WRITTEN REQUEST: Please return the portion of the text on migration between "For those Muslims" and "not even Mustahab.", inclusive, copied word for word.
-- Start of TEXT SECTION --
For those Muslims who live among infidels but who have complete freedom to practice their faith, it is recommended (Mustahab) to migrate to another area, if they are capable of doing so. However, if they have some legal excuse, migration is Mubah (Permitted) for them; it is not even Mustahab.

No migration from areas of Ahle-Sunnat

According to Sharhe Lumah and Jameal Maqasid, the first Martyr3 is believed to have said: "It is incumbent for a Muslim to migrate if he is living in the midst of infidels and is unable to follow Islam or perform his religious duties. In the same way a Shia who is living among the Ahle-Sunnat and is not able to perform the ritual acts of Shias is similarly required to migrate to areas populated with Shia people." However this view which is attributed to Muhammad Ibne Makki (the first martyr) is not compatible with the general Islamic principle. Because if a Shia is living among Sunnis he does not need to forgo his religious obligations. He can follow taqayya (dissimulation) and fulfill his ritual acts. He can perform the Islamic acts in the same manner as the Sunnis if he fears for his life or property. We do not have any tradition exhorting such people to migrate to another area. On the other hand the Holy Imams (a.s.) have time and again emphasised upon the adherence to dissimulation under such circumstances.

Support of the Martyr's view

Some scholars have supported the view of Muhammad Ibne Makki who stated the following tradition from Imam Ja'far as-Sadiq (a.s.) as quoted by Muhammad Ibne Muslim requested to explain the Islamic order for a person who during travel reaches a place where there aren't any stones or sand; all the area is covered with snow and the person becomes "mujnib" (semen has been discharged from him and he has to perform the wajib Ghusl for prayers). How can he do tayammum (substitute of Ghusl) in absence of mud or stone? Imam (a.s.) replied,
"Let him do tayammum with this very snow and pray. I do not consider it proper for him to again go to such a place where he might lose his faith."
-- End of TEXT SECTION --
-- Start of GIVEN INFORMATION --
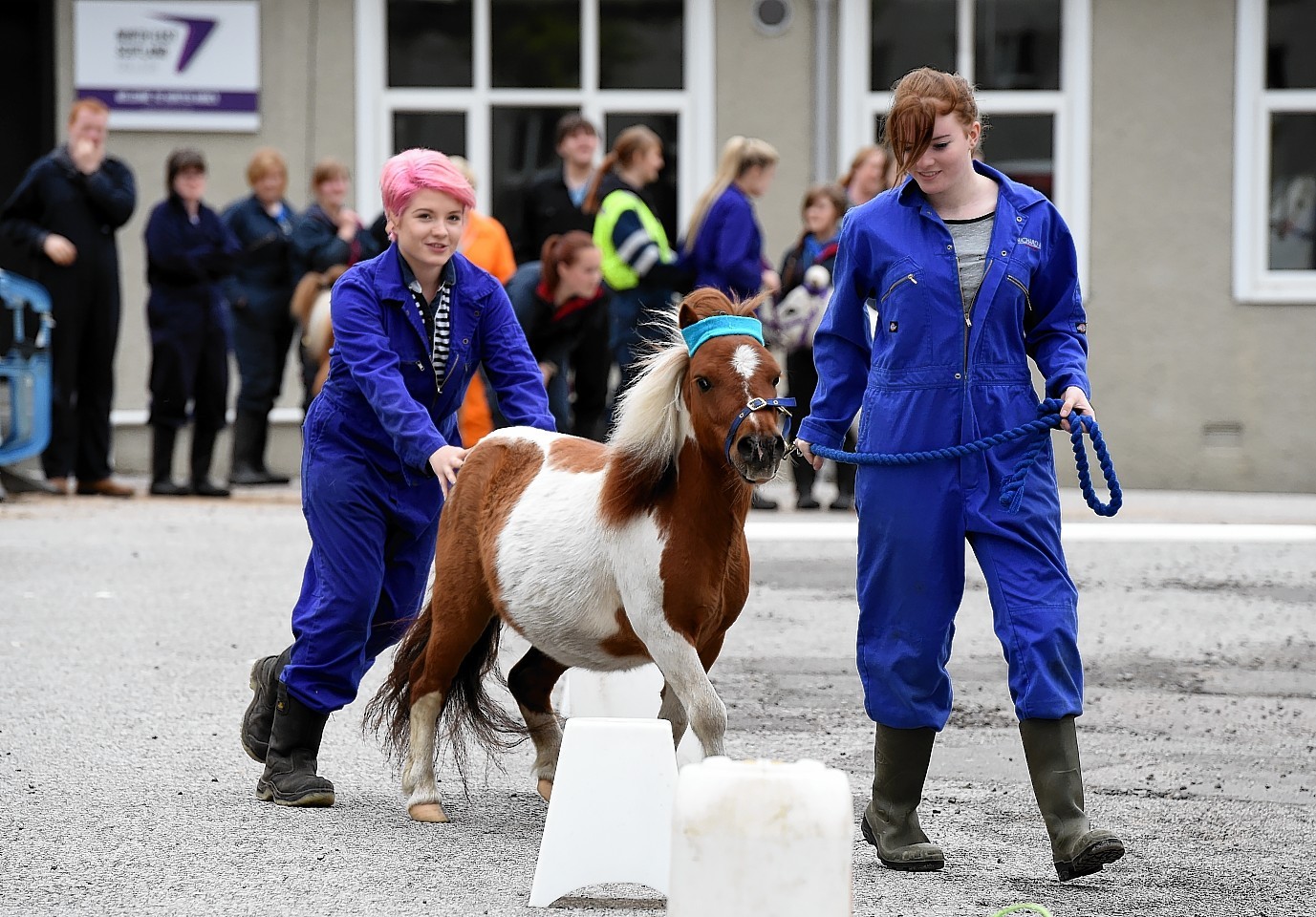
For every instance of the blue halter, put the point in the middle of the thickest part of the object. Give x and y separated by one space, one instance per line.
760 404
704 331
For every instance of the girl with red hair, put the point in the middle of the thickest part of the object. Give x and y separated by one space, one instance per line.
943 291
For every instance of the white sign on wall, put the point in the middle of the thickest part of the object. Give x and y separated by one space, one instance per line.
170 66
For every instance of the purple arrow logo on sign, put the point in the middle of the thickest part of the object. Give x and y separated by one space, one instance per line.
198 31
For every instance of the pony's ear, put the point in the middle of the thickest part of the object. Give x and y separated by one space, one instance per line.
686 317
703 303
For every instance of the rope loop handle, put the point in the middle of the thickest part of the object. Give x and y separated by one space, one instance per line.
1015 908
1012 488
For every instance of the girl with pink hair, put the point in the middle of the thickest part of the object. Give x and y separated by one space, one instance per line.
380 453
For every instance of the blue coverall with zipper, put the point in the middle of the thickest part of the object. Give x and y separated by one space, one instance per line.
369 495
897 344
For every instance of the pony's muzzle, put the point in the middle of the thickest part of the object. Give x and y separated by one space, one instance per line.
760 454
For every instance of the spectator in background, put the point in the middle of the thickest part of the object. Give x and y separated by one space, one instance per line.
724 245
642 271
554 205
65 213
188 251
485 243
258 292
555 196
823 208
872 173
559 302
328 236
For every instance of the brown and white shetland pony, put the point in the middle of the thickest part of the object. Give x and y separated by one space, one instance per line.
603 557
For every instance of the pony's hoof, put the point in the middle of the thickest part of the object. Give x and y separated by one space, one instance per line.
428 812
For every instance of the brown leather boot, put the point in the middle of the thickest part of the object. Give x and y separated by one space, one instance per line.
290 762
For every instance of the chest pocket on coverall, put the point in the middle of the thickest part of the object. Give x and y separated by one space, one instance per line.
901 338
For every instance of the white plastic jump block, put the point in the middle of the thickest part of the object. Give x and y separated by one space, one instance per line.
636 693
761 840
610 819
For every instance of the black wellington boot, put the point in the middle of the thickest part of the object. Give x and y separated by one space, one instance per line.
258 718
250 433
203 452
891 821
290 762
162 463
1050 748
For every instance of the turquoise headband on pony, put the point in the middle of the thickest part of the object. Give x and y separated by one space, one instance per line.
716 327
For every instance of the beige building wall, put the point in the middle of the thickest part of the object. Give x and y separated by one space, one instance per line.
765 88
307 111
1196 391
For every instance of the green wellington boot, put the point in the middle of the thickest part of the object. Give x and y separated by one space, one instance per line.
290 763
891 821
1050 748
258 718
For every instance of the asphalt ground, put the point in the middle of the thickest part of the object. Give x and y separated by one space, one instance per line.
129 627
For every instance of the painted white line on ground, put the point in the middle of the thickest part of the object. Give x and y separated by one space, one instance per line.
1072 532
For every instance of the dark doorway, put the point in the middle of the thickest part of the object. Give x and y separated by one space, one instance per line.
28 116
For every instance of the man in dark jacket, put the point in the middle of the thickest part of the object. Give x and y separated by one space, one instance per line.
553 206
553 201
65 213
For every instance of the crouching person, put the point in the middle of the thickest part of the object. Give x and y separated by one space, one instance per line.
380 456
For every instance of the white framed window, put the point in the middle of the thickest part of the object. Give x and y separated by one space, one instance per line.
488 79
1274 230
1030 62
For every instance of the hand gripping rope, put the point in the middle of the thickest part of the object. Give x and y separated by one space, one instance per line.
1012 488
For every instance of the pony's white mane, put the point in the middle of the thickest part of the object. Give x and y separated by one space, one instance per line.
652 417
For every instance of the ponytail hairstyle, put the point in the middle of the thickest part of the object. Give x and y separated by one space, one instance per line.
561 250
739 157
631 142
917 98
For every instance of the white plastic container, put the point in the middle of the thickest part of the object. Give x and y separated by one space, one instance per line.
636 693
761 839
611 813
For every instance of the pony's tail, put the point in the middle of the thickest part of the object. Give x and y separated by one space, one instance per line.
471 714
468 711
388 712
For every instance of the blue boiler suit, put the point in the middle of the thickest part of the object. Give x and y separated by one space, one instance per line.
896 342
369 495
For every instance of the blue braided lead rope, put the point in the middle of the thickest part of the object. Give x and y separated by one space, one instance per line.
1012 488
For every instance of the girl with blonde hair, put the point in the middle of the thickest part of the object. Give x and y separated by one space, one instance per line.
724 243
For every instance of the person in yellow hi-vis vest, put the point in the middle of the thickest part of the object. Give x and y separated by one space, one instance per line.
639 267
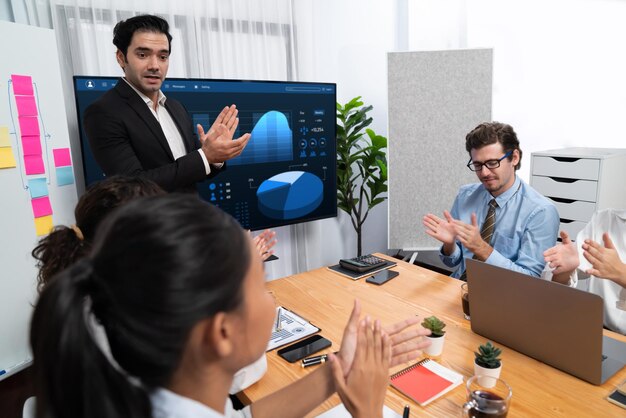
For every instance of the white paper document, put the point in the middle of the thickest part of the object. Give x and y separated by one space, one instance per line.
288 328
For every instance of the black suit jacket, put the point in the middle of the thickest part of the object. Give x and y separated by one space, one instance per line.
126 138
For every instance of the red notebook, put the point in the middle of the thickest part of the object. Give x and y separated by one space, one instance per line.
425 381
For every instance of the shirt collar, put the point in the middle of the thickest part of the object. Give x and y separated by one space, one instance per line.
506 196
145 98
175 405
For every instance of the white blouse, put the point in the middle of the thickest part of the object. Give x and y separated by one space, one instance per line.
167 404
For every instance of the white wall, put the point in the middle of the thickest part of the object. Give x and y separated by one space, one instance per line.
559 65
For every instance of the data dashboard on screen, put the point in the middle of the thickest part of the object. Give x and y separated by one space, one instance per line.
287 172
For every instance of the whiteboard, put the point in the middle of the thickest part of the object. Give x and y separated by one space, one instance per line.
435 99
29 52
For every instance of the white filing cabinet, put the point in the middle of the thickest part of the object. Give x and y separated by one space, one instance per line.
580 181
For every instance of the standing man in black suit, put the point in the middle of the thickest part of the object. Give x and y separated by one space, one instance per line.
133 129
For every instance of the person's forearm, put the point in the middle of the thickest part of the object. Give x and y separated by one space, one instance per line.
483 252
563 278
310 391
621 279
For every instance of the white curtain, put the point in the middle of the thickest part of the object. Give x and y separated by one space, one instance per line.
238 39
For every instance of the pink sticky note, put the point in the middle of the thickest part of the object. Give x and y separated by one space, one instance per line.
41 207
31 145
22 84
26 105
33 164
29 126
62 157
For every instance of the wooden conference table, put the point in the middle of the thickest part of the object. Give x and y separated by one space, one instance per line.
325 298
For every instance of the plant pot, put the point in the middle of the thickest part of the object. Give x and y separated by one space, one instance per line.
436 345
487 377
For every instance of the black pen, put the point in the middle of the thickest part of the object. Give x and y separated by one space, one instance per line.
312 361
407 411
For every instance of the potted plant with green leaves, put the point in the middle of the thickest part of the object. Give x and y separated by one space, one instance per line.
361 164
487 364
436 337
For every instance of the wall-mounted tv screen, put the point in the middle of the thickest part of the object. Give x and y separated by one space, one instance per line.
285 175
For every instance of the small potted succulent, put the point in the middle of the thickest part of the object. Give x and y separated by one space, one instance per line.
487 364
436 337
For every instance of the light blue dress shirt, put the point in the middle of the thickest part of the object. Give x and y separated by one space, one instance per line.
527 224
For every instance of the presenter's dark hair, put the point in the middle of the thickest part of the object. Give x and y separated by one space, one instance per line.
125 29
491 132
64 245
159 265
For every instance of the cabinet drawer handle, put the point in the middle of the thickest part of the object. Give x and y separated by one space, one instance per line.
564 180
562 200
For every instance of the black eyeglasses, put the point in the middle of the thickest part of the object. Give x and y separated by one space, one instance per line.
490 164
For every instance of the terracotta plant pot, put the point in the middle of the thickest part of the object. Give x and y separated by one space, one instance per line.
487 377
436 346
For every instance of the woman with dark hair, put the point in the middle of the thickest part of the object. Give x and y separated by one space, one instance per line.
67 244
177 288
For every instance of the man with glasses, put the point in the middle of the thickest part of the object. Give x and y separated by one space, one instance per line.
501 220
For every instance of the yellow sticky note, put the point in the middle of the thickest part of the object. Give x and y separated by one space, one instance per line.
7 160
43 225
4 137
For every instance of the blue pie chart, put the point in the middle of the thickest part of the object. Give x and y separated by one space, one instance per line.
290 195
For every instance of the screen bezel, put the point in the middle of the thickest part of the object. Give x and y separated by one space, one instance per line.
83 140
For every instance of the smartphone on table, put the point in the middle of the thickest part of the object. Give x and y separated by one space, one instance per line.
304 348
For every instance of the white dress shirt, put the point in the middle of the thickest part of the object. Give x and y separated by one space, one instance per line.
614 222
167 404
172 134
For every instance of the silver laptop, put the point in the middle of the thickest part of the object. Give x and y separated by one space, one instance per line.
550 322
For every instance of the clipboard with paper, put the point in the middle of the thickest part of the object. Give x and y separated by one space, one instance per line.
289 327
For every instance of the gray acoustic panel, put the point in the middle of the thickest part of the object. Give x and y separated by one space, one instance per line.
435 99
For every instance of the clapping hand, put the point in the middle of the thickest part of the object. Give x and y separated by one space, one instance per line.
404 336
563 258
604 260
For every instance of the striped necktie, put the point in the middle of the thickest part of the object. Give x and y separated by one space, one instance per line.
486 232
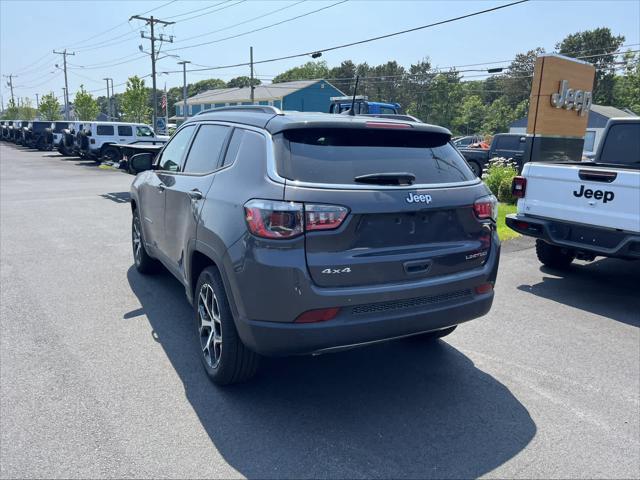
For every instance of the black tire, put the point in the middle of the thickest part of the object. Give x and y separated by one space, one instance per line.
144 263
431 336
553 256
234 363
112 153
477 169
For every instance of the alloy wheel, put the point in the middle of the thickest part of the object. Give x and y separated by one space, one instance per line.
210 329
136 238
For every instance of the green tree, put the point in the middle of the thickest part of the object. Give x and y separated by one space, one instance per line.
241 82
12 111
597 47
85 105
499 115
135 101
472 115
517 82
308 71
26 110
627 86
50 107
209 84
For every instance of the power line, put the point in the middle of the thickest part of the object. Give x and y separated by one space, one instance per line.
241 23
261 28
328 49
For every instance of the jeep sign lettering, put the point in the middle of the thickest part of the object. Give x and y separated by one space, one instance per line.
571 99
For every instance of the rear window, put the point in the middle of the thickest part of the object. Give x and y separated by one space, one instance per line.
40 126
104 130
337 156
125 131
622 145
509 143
-- End of GIVEN INFORMATION --
WRITTEN ANSWER:
For those Muslims who live among infidels but who have complete freedom to practice their faith, it is recommended (Mustahab) to migrate to another area, if they are capable of doing so. However, if they have some legal excuse, migration is Mubah (Permitted) for them; it is not even Mustahab.